• TASK OBJECTIVE: Which lines in the entries contain the word "ceiling"? Pick out each of them and copy it in full.

·····

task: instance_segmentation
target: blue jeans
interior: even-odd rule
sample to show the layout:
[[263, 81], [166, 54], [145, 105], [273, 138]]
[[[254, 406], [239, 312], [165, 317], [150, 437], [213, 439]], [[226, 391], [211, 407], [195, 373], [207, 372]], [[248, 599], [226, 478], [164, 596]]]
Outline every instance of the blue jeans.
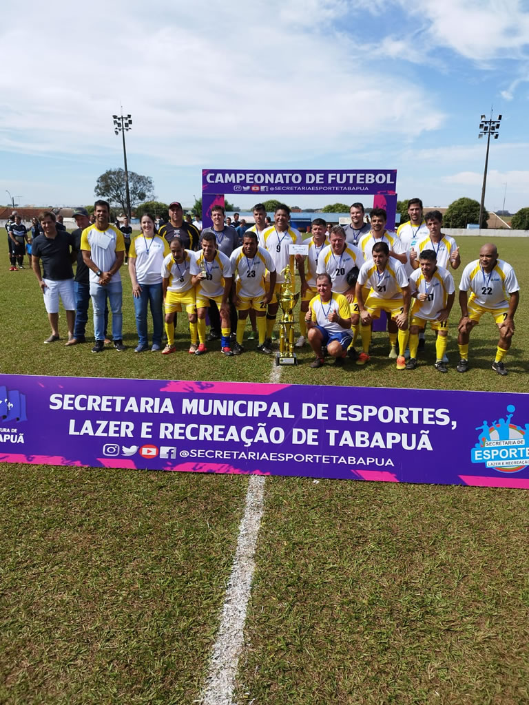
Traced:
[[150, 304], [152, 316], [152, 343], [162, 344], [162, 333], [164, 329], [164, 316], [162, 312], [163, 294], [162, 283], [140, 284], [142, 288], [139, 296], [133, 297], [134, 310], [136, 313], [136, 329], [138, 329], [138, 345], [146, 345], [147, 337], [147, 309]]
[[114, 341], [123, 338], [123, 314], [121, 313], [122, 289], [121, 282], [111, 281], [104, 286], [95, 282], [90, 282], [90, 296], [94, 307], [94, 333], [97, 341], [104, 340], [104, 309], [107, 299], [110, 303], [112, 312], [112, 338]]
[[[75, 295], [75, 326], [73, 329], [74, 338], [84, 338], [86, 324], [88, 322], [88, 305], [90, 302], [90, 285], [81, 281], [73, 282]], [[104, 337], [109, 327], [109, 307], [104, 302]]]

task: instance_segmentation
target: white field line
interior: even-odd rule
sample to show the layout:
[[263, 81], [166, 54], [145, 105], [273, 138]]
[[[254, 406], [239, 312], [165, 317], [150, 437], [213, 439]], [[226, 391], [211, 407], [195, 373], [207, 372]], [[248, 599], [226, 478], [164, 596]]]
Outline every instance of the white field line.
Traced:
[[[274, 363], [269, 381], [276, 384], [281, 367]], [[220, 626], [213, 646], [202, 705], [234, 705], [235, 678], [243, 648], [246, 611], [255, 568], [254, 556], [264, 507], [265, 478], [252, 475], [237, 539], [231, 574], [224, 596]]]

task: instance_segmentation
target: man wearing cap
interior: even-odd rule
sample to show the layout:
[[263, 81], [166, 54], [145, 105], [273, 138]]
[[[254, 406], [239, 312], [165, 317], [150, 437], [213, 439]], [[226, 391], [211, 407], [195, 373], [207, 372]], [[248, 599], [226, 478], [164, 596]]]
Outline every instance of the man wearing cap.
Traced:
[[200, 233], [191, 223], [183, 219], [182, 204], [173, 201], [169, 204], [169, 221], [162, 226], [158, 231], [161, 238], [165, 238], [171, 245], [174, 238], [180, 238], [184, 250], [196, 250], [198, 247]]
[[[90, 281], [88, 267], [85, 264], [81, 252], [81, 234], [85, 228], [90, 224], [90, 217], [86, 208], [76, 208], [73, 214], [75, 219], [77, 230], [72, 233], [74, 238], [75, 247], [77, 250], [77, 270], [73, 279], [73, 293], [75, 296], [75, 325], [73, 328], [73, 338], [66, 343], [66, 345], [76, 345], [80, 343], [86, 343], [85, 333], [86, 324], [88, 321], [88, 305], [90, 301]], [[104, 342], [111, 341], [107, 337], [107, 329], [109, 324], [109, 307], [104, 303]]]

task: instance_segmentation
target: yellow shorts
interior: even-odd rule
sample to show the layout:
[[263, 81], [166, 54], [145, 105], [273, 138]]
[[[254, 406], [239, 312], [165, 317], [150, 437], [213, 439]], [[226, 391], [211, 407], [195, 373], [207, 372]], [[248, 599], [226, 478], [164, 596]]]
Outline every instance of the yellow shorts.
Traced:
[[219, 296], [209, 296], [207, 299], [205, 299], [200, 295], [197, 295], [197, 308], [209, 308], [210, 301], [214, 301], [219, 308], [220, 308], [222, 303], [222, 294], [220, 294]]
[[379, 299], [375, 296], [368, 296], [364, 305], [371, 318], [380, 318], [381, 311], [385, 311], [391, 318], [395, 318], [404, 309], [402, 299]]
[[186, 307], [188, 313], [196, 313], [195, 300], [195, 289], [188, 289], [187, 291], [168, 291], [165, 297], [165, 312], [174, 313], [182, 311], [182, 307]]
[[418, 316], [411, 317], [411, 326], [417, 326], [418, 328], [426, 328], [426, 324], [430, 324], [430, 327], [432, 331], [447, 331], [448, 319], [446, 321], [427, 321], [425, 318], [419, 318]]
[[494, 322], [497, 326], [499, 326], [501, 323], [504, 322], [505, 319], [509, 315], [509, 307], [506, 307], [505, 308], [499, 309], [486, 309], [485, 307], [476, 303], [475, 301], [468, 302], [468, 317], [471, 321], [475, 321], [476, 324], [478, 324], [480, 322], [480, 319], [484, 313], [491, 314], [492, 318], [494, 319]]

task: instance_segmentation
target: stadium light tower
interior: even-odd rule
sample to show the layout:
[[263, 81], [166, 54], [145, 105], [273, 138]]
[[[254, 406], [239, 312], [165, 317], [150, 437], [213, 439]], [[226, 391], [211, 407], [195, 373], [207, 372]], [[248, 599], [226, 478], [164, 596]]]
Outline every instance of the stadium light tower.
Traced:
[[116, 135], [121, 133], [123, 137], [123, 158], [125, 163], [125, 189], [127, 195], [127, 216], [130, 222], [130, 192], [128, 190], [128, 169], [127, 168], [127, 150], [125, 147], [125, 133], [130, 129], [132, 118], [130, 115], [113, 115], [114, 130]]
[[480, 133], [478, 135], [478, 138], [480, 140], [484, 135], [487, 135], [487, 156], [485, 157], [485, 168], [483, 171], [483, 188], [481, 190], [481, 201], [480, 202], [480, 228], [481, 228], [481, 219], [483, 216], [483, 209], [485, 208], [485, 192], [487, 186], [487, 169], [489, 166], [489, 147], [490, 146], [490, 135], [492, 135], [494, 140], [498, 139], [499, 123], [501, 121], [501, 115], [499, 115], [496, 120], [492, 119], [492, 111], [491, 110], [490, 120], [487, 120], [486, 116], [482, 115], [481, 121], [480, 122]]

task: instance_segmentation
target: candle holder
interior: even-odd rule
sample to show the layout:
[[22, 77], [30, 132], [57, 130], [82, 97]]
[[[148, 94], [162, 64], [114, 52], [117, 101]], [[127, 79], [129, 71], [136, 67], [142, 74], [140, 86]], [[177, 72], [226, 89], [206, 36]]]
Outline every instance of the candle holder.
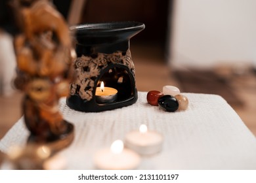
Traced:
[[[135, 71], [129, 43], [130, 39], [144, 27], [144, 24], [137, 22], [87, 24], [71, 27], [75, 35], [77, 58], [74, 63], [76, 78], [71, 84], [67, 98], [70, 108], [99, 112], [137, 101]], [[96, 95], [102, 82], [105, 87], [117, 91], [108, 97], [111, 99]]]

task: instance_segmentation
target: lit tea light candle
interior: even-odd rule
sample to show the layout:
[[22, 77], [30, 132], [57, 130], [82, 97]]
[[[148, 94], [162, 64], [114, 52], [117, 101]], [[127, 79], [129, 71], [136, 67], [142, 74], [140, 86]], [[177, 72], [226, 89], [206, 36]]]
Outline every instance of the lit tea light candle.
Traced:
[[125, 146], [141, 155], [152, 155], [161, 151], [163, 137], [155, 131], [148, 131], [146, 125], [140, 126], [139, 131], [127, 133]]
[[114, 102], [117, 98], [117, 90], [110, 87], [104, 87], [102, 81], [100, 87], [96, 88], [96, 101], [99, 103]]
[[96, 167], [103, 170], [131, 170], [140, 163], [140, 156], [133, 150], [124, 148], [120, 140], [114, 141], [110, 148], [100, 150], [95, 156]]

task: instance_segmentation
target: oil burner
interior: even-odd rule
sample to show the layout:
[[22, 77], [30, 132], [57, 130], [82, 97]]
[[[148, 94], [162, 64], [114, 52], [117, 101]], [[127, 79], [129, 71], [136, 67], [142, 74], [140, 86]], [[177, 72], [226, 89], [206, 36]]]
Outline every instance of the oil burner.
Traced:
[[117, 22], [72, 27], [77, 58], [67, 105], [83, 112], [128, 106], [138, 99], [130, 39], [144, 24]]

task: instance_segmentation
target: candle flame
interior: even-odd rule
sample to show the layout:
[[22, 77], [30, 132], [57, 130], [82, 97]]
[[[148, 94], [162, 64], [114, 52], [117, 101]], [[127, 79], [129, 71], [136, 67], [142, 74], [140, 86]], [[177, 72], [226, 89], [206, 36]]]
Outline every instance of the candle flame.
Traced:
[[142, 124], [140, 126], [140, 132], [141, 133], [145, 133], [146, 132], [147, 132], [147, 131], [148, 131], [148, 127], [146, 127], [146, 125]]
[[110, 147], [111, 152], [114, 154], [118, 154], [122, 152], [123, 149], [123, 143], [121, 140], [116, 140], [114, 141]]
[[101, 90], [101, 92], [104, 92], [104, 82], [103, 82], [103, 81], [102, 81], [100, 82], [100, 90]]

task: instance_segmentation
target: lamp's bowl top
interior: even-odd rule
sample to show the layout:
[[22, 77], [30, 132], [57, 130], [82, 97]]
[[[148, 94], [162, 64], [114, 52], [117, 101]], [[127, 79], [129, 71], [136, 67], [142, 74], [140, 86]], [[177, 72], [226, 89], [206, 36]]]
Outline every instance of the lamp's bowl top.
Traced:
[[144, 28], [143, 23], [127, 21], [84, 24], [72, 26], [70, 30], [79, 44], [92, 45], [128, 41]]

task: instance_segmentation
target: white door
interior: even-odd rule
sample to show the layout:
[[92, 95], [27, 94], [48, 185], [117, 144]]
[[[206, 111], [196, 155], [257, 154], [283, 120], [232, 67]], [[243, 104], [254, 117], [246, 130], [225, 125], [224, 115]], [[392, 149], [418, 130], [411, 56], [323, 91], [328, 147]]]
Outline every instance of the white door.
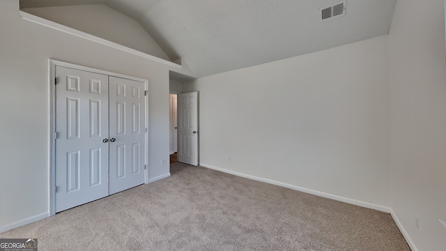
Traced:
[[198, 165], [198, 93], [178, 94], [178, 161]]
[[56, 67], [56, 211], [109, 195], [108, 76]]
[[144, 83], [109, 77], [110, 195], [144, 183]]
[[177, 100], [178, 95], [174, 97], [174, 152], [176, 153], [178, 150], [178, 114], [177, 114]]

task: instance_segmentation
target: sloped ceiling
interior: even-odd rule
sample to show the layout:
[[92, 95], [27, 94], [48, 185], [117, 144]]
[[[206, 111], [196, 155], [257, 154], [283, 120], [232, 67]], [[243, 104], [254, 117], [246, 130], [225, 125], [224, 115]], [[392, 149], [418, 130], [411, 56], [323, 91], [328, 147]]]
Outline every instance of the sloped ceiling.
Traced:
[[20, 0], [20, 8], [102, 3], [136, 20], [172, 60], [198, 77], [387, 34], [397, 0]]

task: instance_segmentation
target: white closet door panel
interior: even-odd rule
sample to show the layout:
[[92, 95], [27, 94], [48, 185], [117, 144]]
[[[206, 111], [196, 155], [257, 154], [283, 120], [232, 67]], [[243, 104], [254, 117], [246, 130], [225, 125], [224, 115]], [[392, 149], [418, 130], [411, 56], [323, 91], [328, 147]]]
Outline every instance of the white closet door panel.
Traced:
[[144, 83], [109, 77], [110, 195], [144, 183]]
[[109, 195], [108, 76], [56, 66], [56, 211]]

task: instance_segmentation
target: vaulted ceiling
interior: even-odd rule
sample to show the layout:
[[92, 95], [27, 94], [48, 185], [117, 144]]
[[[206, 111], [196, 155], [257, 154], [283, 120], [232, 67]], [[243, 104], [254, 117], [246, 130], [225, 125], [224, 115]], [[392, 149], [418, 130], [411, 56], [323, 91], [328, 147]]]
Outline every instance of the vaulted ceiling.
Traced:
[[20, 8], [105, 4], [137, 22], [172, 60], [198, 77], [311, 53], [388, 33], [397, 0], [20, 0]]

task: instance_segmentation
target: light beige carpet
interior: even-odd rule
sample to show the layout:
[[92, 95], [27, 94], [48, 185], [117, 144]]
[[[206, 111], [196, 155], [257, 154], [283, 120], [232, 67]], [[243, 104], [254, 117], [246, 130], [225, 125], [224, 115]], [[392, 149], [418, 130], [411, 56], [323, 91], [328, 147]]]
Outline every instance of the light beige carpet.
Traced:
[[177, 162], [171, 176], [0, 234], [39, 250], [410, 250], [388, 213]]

·····

• RIGHT ANSWER:
target: sloped ceiling
Outline every instance of the sloped ceiling.
target: vaulted ceiling
Outline every instance of the vaulted ceiling.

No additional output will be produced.